### INFORMATION SUPPLIED
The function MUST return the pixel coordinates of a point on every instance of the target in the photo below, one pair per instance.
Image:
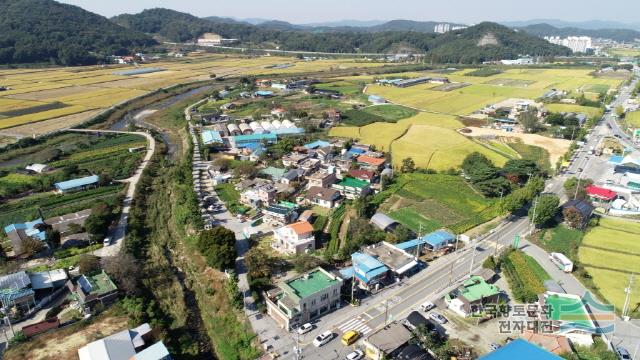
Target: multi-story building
(321, 179)
(576, 43)
(352, 188)
(298, 300)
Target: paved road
(117, 233)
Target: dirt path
(556, 147)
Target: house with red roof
(362, 174)
(371, 163)
(294, 239)
(600, 194)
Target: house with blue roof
(317, 144)
(522, 350)
(368, 271)
(210, 137)
(21, 232)
(434, 241)
(77, 184)
(253, 140)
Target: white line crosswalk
(356, 324)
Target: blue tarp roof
(434, 239)
(616, 159)
(255, 137)
(347, 273)
(317, 144)
(439, 237)
(367, 267)
(288, 131)
(210, 137)
(357, 151)
(71, 184)
(521, 350)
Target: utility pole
(473, 257)
(386, 311)
(419, 240)
(533, 218)
(627, 300)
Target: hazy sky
(306, 11)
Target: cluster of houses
(403, 83)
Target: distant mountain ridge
(623, 35)
(466, 45)
(48, 31)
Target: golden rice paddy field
(62, 97)
(430, 137)
(483, 91)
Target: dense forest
(47, 31)
(453, 47)
(613, 34)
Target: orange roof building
(294, 239)
(371, 161)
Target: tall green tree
(544, 209)
(218, 247)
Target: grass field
(87, 88)
(590, 111)
(436, 201)
(633, 119)
(437, 148)
(624, 52)
(430, 139)
(610, 252)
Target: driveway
(118, 233)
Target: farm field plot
(383, 134)
(555, 147)
(45, 115)
(610, 252)
(633, 119)
(50, 125)
(590, 111)
(437, 148)
(437, 201)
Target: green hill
(46, 31)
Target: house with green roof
(303, 298)
(93, 289)
(472, 295)
(352, 188)
(567, 314)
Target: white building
(294, 239)
(443, 28)
(575, 43)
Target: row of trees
(493, 181)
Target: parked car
(427, 306)
(305, 328)
(323, 338)
(350, 337)
(438, 318)
(623, 354)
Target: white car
(427, 306)
(305, 328)
(438, 318)
(323, 338)
(356, 355)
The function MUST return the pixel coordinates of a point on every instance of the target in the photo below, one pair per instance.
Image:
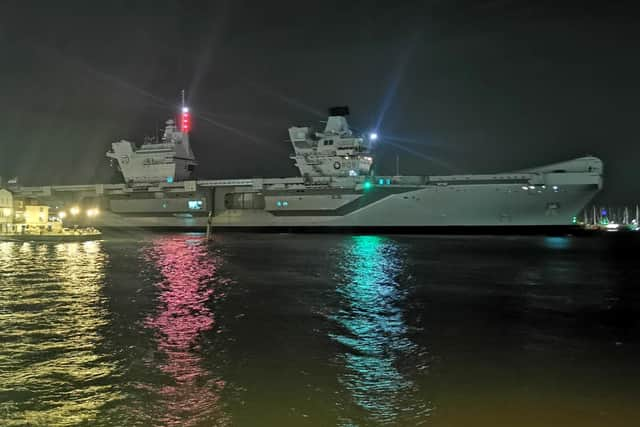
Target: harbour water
(294, 330)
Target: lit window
(195, 205)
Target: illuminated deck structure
(335, 191)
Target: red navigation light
(185, 120)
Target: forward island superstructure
(336, 190)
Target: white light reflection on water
(51, 312)
(191, 393)
(373, 332)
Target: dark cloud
(475, 85)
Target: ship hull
(461, 209)
(535, 200)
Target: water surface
(289, 330)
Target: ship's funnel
(339, 111)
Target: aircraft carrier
(336, 190)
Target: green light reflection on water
(373, 332)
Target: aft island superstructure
(336, 190)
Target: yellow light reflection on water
(373, 332)
(51, 312)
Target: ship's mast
(185, 117)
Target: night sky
(452, 86)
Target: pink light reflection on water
(190, 280)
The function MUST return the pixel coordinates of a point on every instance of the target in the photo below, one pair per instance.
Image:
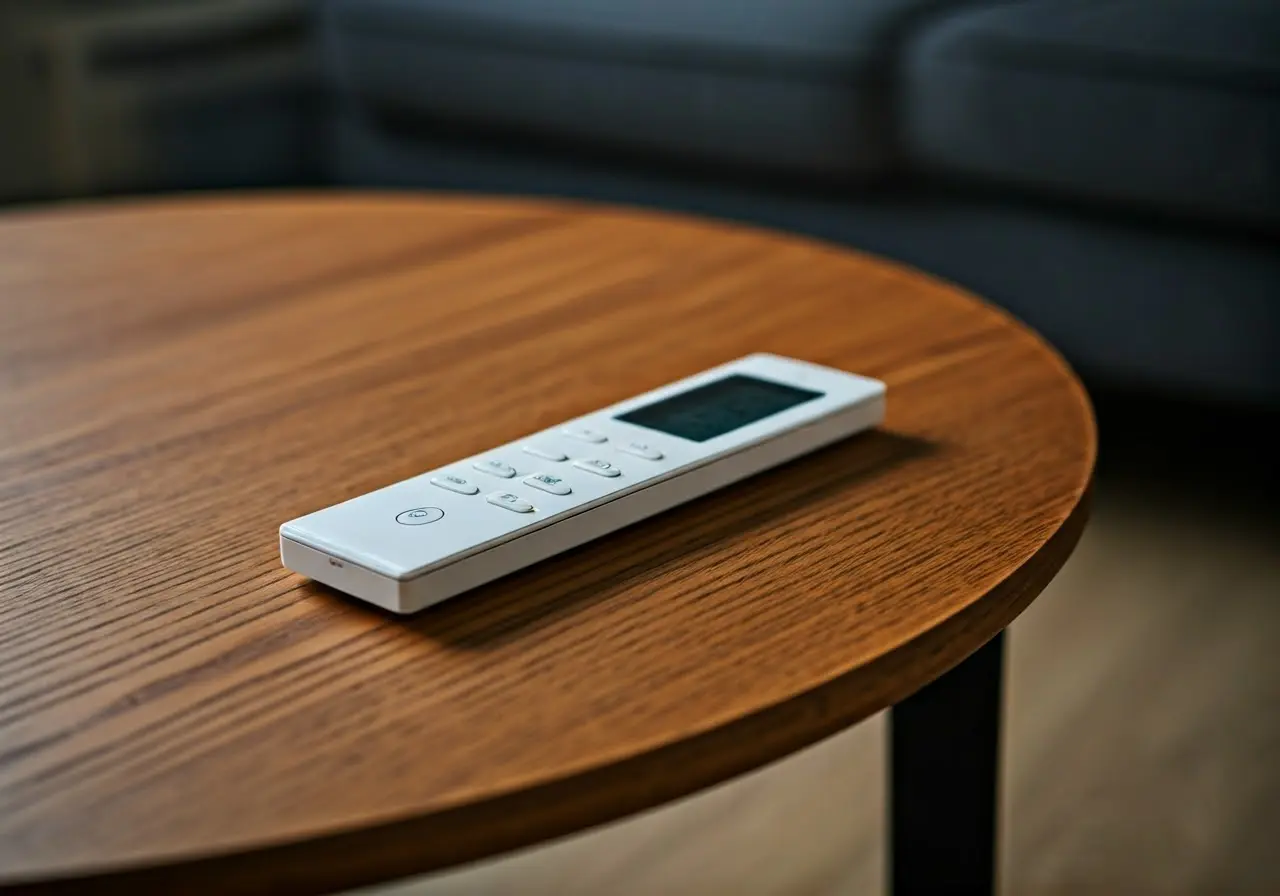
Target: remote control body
(446, 531)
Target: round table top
(181, 376)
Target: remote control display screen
(718, 407)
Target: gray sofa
(1109, 170)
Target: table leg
(944, 758)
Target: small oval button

### OBJECTIVE
Can you reproduce all the entries above with each "pixel coordinates" changed to "image coordinates", keeping everything else as it is and leaving out the pictures?

### FINAL RESULT
The function MUST return the image coordinates of a point on every instance of the target in the photo below, one pair per instance.
Image:
Target: multi-story building
(321, 179)
(576, 43)
(352, 188)
(298, 300)
Target: paved road
(117, 233)
Target: dirt path
(556, 147)
Target: house with red roof
(362, 174)
(371, 163)
(294, 239)
(600, 194)
Target: house with blue roof
(317, 144)
(522, 350)
(368, 271)
(210, 137)
(21, 232)
(434, 241)
(77, 184)
(253, 140)
Target: white line crosswalk
(356, 324)
Target: blue tarp roof
(434, 239)
(616, 159)
(255, 137)
(347, 273)
(317, 144)
(439, 237)
(367, 267)
(288, 131)
(210, 137)
(357, 151)
(71, 184)
(521, 350)
Target: utility pole
(473, 257)
(386, 311)
(419, 240)
(533, 218)
(627, 300)
Target: hazy sky
(306, 11)
Target: cluster of houses
(403, 83)
Target: distant mountain ridge
(623, 35)
(466, 45)
(48, 31)
Target: golden rice paddy field
(62, 97)
(430, 137)
(483, 91)
Target: dense forest
(47, 31)
(453, 47)
(613, 34)
Target: orange roof building
(294, 239)
(371, 161)
Target: tall green tree
(544, 209)
(218, 247)
Target: grass field
(87, 88)
(590, 111)
(436, 201)
(633, 119)
(437, 148)
(624, 52)
(430, 139)
(610, 252)
Target: driveway
(118, 233)
Target: farm field plot
(383, 134)
(555, 147)
(45, 115)
(610, 252)
(633, 119)
(50, 125)
(590, 111)
(437, 148)
(437, 201)
Target: green hill
(46, 31)
Target: house with green roof
(303, 298)
(93, 289)
(472, 295)
(352, 188)
(567, 314)
Target: white building
(294, 239)
(443, 28)
(575, 43)
Target: row of trees
(493, 181)
Target: parked car
(427, 306)
(305, 328)
(323, 338)
(350, 337)
(438, 318)
(623, 354)
Target: white car
(427, 306)
(305, 328)
(438, 318)
(323, 338)
(356, 355)
The function MUST return the image coordinates of a point on every instance of the target in the photo below, one pair per instance.
Image:
Target: harbour water
(294, 330)
Target: lit window
(195, 205)
Target: illuminated deck structure
(335, 191)
Target: red navigation light
(185, 120)
Target: forward island superstructure
(336, 190)
Target: white light reflection on water
(51, 312)
(191, 393)
(373, 332)
Target: dark cloud
(475, 85)
Target: ship hull
(461, 209)
(535, 200)
Target: water surface
(289, 330)
Target: ship's funnel
(339, 111)
Target: aircraft carrier
(336, 190)
Target: green light reflection on water
(373, 332)
Target: aft island superstructure
(336, 190)
Target: yellow light reflection on water
(373, 332)
(51, 312)
Target: ship's mast
(185, 117)
Target: night sky
(452, 86)
Target: pink light reflection on water
(190, 280)
The function MUST return the image coordinates of a point on every instance of the target in the photo below, one pair per instance.
Image:
Target: remote control body
(446, 531)
Target: round table top
(181, 376)
Target: remote control display screen
(718, 407)
Target: gray sofa
(1109, 170)
Target: table leg
(944, 758)
Target: small oval button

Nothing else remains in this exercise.